Each record should be returned exactly as it is written.
Start of Records for this exercise
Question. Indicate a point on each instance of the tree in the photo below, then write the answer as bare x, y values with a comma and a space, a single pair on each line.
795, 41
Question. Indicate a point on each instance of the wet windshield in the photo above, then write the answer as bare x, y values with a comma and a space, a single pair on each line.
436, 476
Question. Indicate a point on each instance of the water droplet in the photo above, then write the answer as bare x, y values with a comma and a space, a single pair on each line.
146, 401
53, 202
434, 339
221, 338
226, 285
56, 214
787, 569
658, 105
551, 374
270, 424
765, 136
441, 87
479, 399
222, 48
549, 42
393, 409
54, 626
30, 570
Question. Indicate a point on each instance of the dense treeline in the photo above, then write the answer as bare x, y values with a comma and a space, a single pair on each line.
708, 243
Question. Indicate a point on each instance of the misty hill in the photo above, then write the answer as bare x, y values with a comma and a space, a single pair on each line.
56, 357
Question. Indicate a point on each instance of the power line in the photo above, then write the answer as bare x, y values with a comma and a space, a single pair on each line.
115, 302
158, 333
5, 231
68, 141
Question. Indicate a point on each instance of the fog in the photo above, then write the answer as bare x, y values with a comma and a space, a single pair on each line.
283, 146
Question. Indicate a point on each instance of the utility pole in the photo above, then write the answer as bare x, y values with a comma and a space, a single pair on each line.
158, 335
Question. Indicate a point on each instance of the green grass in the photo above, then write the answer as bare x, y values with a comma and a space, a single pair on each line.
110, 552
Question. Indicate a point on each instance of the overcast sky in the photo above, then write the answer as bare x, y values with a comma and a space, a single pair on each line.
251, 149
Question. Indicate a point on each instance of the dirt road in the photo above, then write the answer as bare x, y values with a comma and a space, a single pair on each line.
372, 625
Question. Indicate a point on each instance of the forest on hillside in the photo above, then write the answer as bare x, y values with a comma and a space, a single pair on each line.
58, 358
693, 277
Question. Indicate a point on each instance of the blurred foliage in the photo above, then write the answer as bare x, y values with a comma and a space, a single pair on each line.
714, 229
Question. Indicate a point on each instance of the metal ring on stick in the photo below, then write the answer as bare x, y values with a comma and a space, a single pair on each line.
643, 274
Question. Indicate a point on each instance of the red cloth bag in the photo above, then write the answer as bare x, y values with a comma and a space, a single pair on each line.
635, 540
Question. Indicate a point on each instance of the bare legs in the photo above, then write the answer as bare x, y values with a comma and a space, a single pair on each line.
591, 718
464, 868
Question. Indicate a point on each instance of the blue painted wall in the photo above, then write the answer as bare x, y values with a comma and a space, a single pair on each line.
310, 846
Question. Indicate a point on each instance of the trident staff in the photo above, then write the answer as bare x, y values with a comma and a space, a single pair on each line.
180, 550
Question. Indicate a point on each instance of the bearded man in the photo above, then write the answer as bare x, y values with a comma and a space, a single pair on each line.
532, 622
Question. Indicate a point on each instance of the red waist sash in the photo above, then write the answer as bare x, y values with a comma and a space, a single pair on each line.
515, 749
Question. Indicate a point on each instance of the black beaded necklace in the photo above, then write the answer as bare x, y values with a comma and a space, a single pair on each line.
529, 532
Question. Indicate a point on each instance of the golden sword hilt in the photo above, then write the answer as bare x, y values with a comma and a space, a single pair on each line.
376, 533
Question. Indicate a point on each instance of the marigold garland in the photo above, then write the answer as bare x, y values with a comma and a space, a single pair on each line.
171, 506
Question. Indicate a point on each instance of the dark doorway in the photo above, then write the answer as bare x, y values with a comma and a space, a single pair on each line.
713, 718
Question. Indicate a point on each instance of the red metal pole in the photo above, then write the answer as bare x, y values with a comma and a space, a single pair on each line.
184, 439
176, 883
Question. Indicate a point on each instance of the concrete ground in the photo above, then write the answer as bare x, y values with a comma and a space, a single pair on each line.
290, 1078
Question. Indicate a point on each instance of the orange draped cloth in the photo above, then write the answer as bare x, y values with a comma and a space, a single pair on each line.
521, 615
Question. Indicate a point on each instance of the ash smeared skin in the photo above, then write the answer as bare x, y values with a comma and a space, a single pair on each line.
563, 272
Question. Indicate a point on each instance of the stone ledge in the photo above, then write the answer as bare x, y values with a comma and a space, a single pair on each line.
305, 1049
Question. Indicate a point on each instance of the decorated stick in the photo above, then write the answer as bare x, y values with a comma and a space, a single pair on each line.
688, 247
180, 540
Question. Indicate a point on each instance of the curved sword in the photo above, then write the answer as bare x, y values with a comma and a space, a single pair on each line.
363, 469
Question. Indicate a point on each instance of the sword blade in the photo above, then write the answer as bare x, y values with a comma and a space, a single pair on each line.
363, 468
End of Records for this exercise
_Written answer_.
Question. Indicate a point on each instance of the tree in the photo below, then write the answer as bare x, y values with a comma and a space, a single pair on each line.
795, 41
Question. Indicate a point on each instance of the wet windshield in the photo above, then write the answer as bare x, y values with a comma and a space, a single pair on each line.
436, 476
Question. Indicate a point on each instance of the water droplet in the photo above, then write the answer as bare x, y values with a comma and a space, a single pair on each line.
146, 401
53, 202
434, 339
221, 338
226, 285
56, 214
787, 569
658, 105
551, 374
270, 424
765, 136
441, 87
479, 399
222, 48
549, 42
393, 409
54, 626
30, 570
Question. Indicate a point on each instance of the dense treeline in the photo above, then write the answer as bare x, y values with a comma and a space, a single pair on each line.
708, 243
Question. Indicate a point on each instance of the misty hill in the photo above, then write the answer as bare x, y values with a comma and a space, a single pair on each line.
56, 357
Question. Indicate a point on each instance of the power line in the photo above, then write the answer as bare x, y values with a comma and a space, a single pair on each line.
115, 302
158, 333
5, 231
68, 141
Question. Indicate a point on each instance of the fog in the photo above, then write the answer as bare x, y values with a comma and a space, a single pair on each line.
283, 146
Question. Indicate a point on each instance of the utility pole in the photo above, then write the answer as bare x, y values with a comma and a space, a single pair on each line.
158, 335
Question. Indicate a point on each instance of the green grass in the photo above, then write the answer as bare x, y values with a comma and a space, a single pair on each line.
110, 552
Question. Indicate a point on each instance of the overcast sky in the photo above, then write the answer as bare x, y values with a comma and a space, a single pair on each line.
251, 149
Question. Indicate a point on each instance of the dirt road in the photo above, then write the answer as bare x, y values with a comma and a space, a single pair on each line.
372, 625
Question. Indicate a point on each instance of the forest on hillside in the photo above, then write the answer as bare x, y values with a comma and a space, a single pair on each line.
58, 358
693, 277
Question. Indicate a point on each instance of the blurred foliage in the photo above, then write the answer as bare x, y values with a comma and a space, a single pair on each line.
714, 229
Question. Indicate a point on each instance of the metal ring on stick in the photo below, then write the answer as bare x, y values with a comma and a space, a single pair on each line.
643, 274
Question. Indicate a point on each instance of the red cloth bag in the photo above, then write the answer as bare x, y values with a comma and a space, a single pair on each line.
635, 540
Question. Indicate a point on each instance of the bare legs in the photo above, then write the answer as bare x, y values with a comma and a space, a single pair on each line.
591, 718
464, 868
Question. Indicate a point on each instance of the blue painted wall in the photo above, then write the answer as bare x, y values with a comma and a space, a single pair on each line.
310, 846
Question. Indicate a point on each instance of the trident staff in the photo above, then write the answer as bare x, y values with a comma and a space, a single pair on each line.
180, 550
Question. Indicate a point on each instance of the bearded man in the photo above, then write the answer as bare x, y values with a comma and a space, a single pair on each line.
532, 622
Question. Indicate a point on each instance of the red waist sash in the photo above, then write the answer as bare x, y values with a comma and a space, a single pair on each line.
515, 749
Question. Indicate a point on each instance of the black beaded necklace in the photo above, then write the answer as bare x, y values with a comma and a space, a single pair on each line.
529, 532
Question. Indicate a point on each instance of the golden sword hilt in the photo above, then write the answer as bare x, y values with a comma and a space, a single pair on each line.
376, 533
Question. Indicate a point on each instance of the marigold garland in the photo above, then write the answer as bare x, y values with a comma and a space, a single pair on each line.
171, 506
Question. Indicate a point on each instance of the dark doorway in the photo above, then write the answer as bare x, y values with a comma and a space, a single pair on each line.
713, 718
Question. Indicate a point on each instance of the red metal pole in the photo above, then write the answer as bare x, y values with a comma and a space, a single pair on each line.
184, 439
176, 883
Question. Indicate a point on each instance of the concrete ground in the photo above, then write the answer as bare x, y values with a comma and a space, a single pair on each line.
290, 1078
Question. Indicate a point on each instance of the orange draped cloth in the photo above, then write the answer as bare x, y values with a comma and a space, a single pair on each line.
521, 615
Question. Indicate a point on each instance of the ash smeared skin in the photo above, then write the answer as bare x, y values with a comma and a space, a single pair on each line.
563, 272
Question. Indicate a point on each instance of the stone ledge in the photo above, then write the answer as bare x, y values with a comma and a space, a single pair on each line.
305, 1049
Question. Indicate a point on each instance of the decorated stick in the photo above, then write the answer as bare x, y values with a comma and a space, a single pair on each line.
688, 247
180, 540
Question. Indicate a point on each instance of the curved sword in the photo above, then write the answer as bare x, y values with a comma and a space, a single pair on each line.
363, 469
Question. Indicate a point on each instance of the sword blade in the photo above, then write the answer as bare x, y values with a comma and a space, a single pair on each line.
363, 468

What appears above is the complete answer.